──────── Testo di studio ────────

Lavorare così è insostenibile. Giovani medici a rischio suicidio
«Sono esausto, sono spaventato e odio essere un dottore. Non era così che doveva andare. Seduto sul pavimento della nostra cucina, le lacrime mi scendono sulla faccia davanti alla mia partner stordita e preoccupata». Dopo il terzo giorno di fila in reparto, dopo aver certificato la morte di un paziente, faticato a prelevare il sangue da un innocente che non meritava di essere torturato da una mano tremolante, dopo avere combattuto contro uno sconosciuto sistema informatico per prescrivere un medicinale e paralizzato dal timore di poter danneggiare un paziente in caso di errori, il giovane dottore fresco di camice bianco ha tanti dubbi e una sola certezza: non vuole tornare in ospedale.
La testimonianza dell’anonimo medico inglese rilasciata al Guardian un anno fa è sempre attuale e viene ricordata in questi giorni sul Bmj dove è in corso un dibattito sulle insostenibili condizioni di lavoro all’interno del servizio sanitario inglese.
Rachel Clarke, medico specializzato in cure palliative, e Martin McKee, esperto di salute pubblica, hanno infatti appena firmato un editoriale intitolato “Il suicidio dovrebbe essere incluso tra le cause di morte associate al lavoro”. Il loro primo pensiero è per Rose Polge, la dottoressa di 25 anni del Torbay Hospital nel sud-ovest dell’Inghilterra che si è suicidata gettandosi in mare nel febbraio del 2016. La famiglia ha aperto in suo nome una pagina web per raccogliere fondi da dare in beneficienza dove si legge: «Un esaurimento a causa di lunghe ore di lavoro, l’ansia, la disperazione per il suo futuro in medicina e la notizia dell’imposizione dei nuovi contratti per i giovani medici hanno sicuramente contribuito a questa terribile e definitiva decisione».
L’appello dei due editorialisti del Bmj a prendere sul serio il rischio dei suicidi tra il personale medico degli ospedali britannici è ampiamente condiviso dai colleghi che si sono precipitati a confermare quella versione dei fatti con una serie di commenti.
C’è chi sostiene che ogni suicidio è potenzialmente una tragedia evitabile e invita i suoi colleghi, in caso di bisogno, a usare la App della associazione Samaritans, un numero di telefono che risponde alle richieste di aiuto.

──────── Materiale estratto ────────

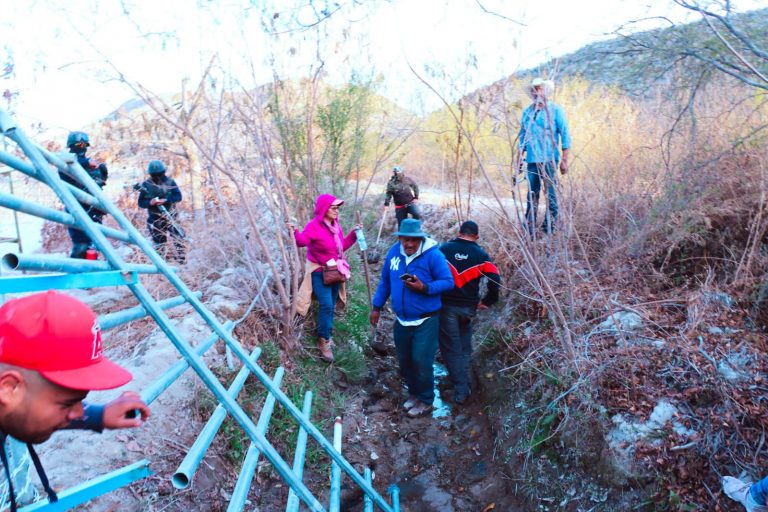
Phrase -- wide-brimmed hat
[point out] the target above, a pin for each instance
(547, 85)
(411, 228)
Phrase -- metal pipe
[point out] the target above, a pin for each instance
(25, 168)
(51, 263)
(20, 205)
(251, 461)
(186, 470)
(151, 392)
(117, 318)
(298, 457)
(367, 501)
(335, 496)
(205, 374)
(394, 495)
(86, 491)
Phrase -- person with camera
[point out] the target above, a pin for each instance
(326, 269)
(159, 195)
(415, 274)
(78, 143)
(51, 357)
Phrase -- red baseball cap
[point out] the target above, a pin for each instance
(58, 336)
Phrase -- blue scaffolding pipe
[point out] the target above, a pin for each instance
(26, 284)
(20, 205)
(394, 495)
(298, 457)
(38, 156)
(51, 263)
(186, 470)
(112, 320)
(153, 390)
(91, 489)
(251, 461)
(29, 170)
(367, 501)
(334, 500)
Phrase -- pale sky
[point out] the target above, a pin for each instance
(60, 49)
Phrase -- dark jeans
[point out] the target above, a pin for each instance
(537, 173)
(416, 347)
(327, 295)
(402, 213)
(161, 231)
(456, 344)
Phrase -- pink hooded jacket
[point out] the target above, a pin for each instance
(317, 236)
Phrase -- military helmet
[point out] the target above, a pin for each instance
(77, 142)
(156, 167)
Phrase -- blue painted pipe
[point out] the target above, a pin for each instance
(117, 318)
(209, 379)
(394, 494)
(367, 501)
(51, 263)
(298, 457)
(25, 168)
(91, 489)
(251, 462)
(153, 390)
(20, 205)
(334, 501)
(186, 470)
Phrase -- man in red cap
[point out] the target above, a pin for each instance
(50, 358)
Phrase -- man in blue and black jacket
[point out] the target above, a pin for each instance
(469, 263)
(414, 275)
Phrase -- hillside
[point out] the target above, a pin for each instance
(635, 62)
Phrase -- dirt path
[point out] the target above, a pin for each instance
(442, 463)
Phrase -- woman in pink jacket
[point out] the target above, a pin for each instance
(325, 242)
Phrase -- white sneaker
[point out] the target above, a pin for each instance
(419, 409)
(739, 491)
(412, 400)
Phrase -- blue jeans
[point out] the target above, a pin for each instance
(536, 174)
(759, 491)
(416, 347)
(456, 344)
(327, 295)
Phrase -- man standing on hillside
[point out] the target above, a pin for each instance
(159, 195)
(469, 263)
(405, 193)
(414, 275)
(78, 143)
(543, 130)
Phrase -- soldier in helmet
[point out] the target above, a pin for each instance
(405, 193)
(159, 195)
(77, 142)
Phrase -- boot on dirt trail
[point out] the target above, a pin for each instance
(324, 346)
(739, 491)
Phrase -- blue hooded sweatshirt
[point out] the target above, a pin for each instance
(429, 265)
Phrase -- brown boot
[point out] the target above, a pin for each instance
(324, 346)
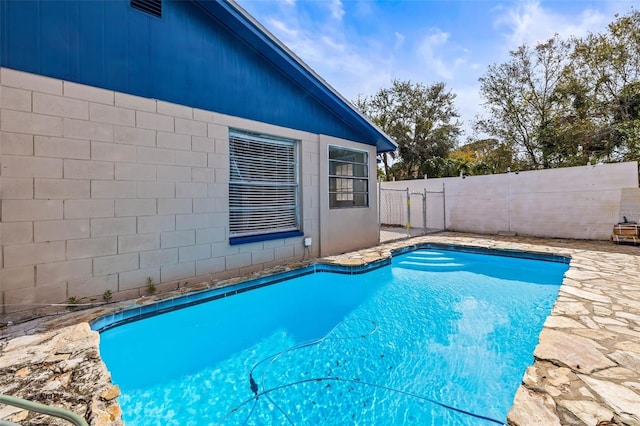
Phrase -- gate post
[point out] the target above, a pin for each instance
(408, 213)
(424, 212)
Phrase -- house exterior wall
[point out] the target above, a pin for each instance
(189, 56)
(101, 189)
(574, 202)
(346, 229)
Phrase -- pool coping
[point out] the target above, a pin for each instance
(185, 300)
(597, 311)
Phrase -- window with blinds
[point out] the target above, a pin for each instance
(263, 185)
(348, 178)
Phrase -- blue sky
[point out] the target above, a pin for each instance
(360, 46)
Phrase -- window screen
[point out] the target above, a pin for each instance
(263, 185)
(348, 178)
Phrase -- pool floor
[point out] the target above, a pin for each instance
(439, 337)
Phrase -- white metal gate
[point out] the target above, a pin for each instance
(417, 212)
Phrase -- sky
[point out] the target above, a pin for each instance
(361, 46)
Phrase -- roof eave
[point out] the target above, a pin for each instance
(250, 30)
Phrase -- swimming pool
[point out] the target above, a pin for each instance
(438, 337)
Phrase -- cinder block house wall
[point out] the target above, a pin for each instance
(101, 190)
(119, 126)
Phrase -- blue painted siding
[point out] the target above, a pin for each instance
(186, 57)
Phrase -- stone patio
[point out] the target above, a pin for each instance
(586, 369)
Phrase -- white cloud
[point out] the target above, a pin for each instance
(433, 50)
(399, 41)
(337, 11)
(530, 23)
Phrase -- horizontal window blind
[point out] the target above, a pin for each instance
(263, 185)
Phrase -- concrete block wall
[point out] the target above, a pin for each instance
(100, 190)
(574, 202)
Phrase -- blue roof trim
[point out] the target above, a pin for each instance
(258, 37)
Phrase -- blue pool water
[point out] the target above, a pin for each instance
(437, 338)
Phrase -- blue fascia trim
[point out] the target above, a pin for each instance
(233, 16)
(264, 237)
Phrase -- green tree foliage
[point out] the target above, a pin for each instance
(605, 69)
(483, 157)
(523, 104)
(565, 103)
(421, 119)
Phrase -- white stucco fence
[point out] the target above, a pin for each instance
(574, 202)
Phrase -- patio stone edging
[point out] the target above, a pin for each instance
(586, 369)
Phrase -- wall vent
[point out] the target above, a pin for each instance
(152, 7)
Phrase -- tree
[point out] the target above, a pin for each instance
(486, 156)
(421, 119)
(522, 99)
(606, 69)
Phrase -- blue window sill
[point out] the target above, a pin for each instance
(264, 237)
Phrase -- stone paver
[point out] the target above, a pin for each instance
(586, 369)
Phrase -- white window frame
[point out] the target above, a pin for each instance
(344, 193)
(264, 201)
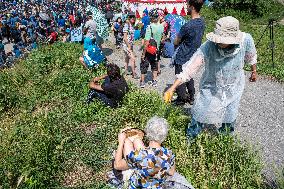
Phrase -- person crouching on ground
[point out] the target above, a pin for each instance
(113, 89)
(223, 55)
(153, 163)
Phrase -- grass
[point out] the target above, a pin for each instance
(49, 138)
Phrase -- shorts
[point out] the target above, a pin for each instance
(149, 60)
(87, 62)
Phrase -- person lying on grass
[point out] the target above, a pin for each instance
(112, 90)
(223, 55)
(153, 163)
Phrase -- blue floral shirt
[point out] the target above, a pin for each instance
(151, 166)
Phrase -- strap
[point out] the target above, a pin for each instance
(151, 32)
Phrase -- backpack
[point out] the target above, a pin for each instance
(168, 50)
(152, 47)
(94, 56)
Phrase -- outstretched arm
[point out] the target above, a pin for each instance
(189, 70)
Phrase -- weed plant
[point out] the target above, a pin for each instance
(49, 137)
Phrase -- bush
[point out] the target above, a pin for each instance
(49, 138)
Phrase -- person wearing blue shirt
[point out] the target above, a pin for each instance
(92, 55)
(61, 22)
(16, 51)
(188, 41)
(146, 22)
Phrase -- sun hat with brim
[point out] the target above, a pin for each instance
(227, 31)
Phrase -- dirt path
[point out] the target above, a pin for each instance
(261, 114)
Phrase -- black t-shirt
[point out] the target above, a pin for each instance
(116, 89)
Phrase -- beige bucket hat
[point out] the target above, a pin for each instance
(227, 31)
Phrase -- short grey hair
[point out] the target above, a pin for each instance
(157, 129)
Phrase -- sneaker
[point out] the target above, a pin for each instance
(142, 85)
(155, 83)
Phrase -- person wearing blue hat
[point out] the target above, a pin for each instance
(92, 55)
(146, 22)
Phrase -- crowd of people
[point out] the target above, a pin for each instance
(223, 57)
(26, 24)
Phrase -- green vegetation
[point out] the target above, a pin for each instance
(50, 138)
(255, 25)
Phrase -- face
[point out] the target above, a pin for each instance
(223, 46)
(132, 20)
(189, 9)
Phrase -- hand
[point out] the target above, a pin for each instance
(168, 95)
(121, 137)
(96, 79)
(253, 77)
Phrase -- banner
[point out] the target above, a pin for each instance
(77, 34)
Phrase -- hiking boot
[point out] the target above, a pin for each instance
(155, 83)
(142, 85)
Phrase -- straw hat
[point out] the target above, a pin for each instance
(227, 31)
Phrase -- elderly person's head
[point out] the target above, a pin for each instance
(226, 33)
(157, 129)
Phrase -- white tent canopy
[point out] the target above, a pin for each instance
(141, 5)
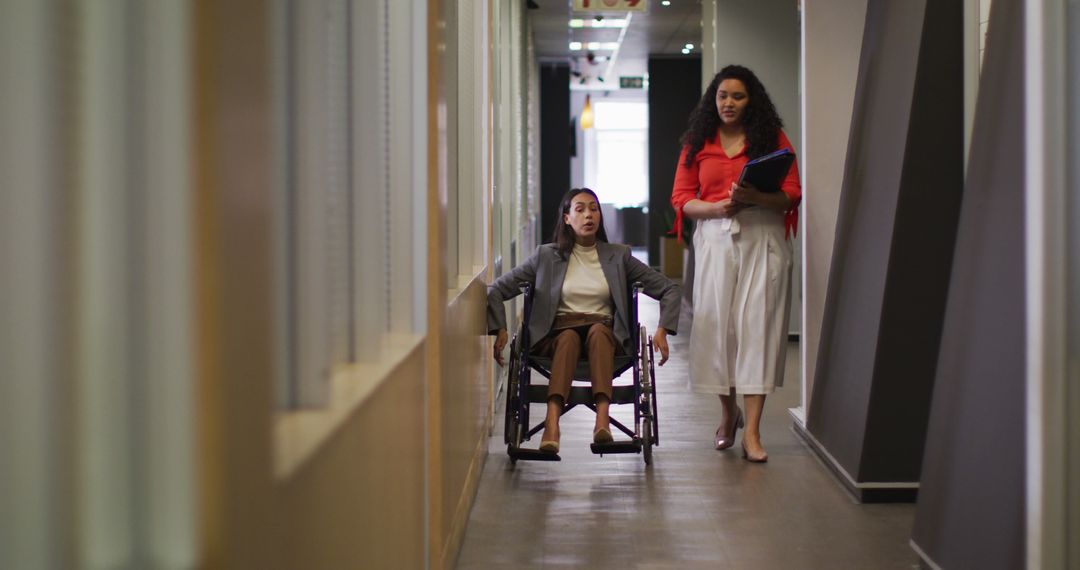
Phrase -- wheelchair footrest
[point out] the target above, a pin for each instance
(531, 455)
(617, 447)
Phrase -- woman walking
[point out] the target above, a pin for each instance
(742, 256)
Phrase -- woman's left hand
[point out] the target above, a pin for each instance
(660, 341)
(745, 193)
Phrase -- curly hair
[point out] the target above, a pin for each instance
(761, 124)
(564, 236)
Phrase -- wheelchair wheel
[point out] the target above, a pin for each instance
(647, 440)
(652, 395)
(512, 424)
(648, 397)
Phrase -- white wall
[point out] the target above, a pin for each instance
(832, 40)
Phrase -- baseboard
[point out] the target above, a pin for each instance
(457, 533)
(925, 560)
(863, 492)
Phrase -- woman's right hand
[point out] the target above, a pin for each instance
(727, 208)
(500, 342)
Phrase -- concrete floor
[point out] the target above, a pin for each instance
(693, 507)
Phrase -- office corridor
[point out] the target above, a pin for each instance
(694, 507)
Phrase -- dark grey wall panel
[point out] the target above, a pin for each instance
(674, 91)
(971, 503)
(895, 230)
(554, 143)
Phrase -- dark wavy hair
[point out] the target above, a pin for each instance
(760, 122)
(563, 236)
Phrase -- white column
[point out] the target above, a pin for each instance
(1044, 43)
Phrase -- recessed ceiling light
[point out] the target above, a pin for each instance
(605, 23)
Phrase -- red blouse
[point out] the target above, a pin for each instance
(711, 175)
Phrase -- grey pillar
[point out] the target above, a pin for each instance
(971, 503)
(895, 230)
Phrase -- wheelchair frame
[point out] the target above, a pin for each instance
(643, 393)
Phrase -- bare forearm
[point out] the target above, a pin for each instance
(701, 209)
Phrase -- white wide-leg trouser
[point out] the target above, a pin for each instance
(741, 302)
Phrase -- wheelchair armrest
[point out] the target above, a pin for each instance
(526, 289)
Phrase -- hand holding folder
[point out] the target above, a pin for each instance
(767, 173)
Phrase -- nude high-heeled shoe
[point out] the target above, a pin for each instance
(756, 458)
(726, 440)
(550, 446)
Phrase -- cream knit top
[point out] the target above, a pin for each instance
(584, 288)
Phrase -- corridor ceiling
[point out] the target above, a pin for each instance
(658, 30)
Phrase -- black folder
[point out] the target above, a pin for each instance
(768, 172)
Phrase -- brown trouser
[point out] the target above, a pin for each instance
(564, 347)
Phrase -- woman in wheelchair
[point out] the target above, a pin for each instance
(580, 283)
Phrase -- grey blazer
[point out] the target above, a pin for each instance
(545, 271)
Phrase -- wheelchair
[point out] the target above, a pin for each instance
(642, 393)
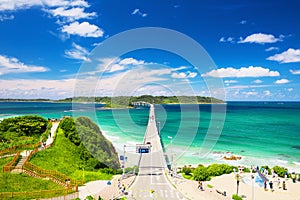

────────

• _Cosa fare_:
Secondo l'articolo sui giovani medici, quali fattori, indicati dalla famiglia di Rose Polge sulla pagina web aperta in suo nome, hanno contribuito alla sua decisione?

• _Risultato dell'esercizio_:
La famiglia indica un esaurimento dovuto alle lunghe ore di lavoro, l'ansia e la disperazione per il suo futuro in medicina. A questi si aggiunge la notizia dell'imposizione dei nuovi contratti per i giovani medici.